[Collected data entries]
↓↓↓
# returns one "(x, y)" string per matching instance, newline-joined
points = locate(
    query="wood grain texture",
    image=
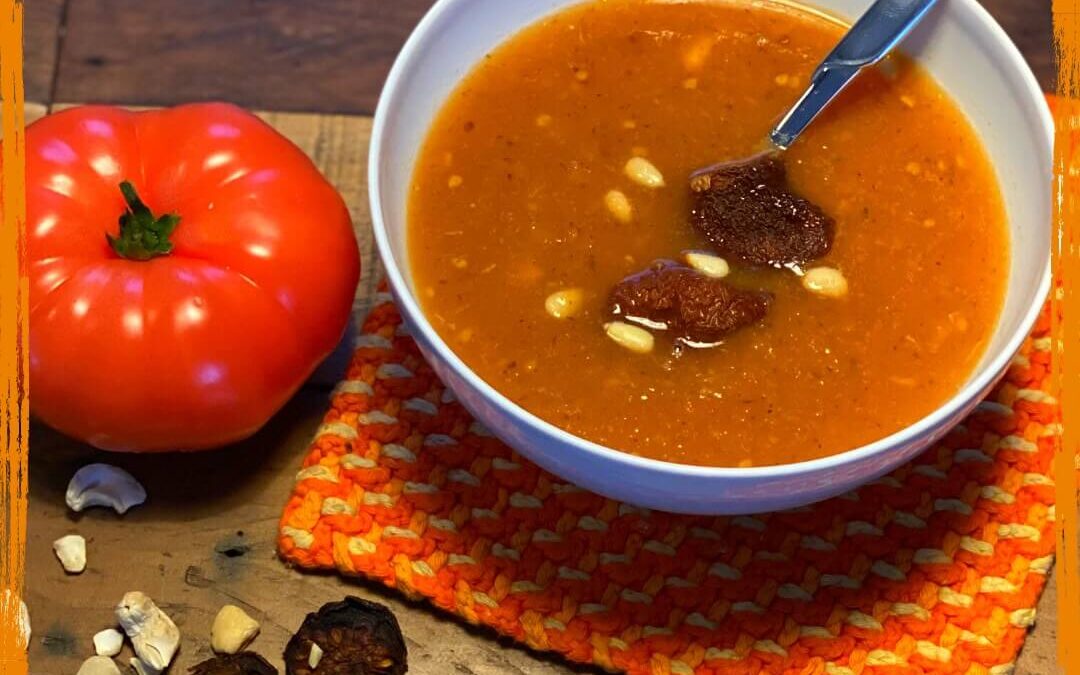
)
↑↑↑
↓↓↓
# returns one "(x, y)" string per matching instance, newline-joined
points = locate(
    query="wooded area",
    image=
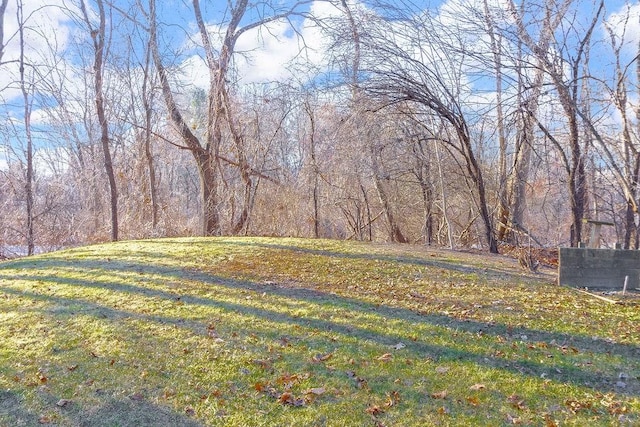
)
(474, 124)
↑↑↑
_Work to do_.
Return each line above that contains the string "query", with case counting.

_Correct response_.
    query="wood grain texture",
    query="wooded area",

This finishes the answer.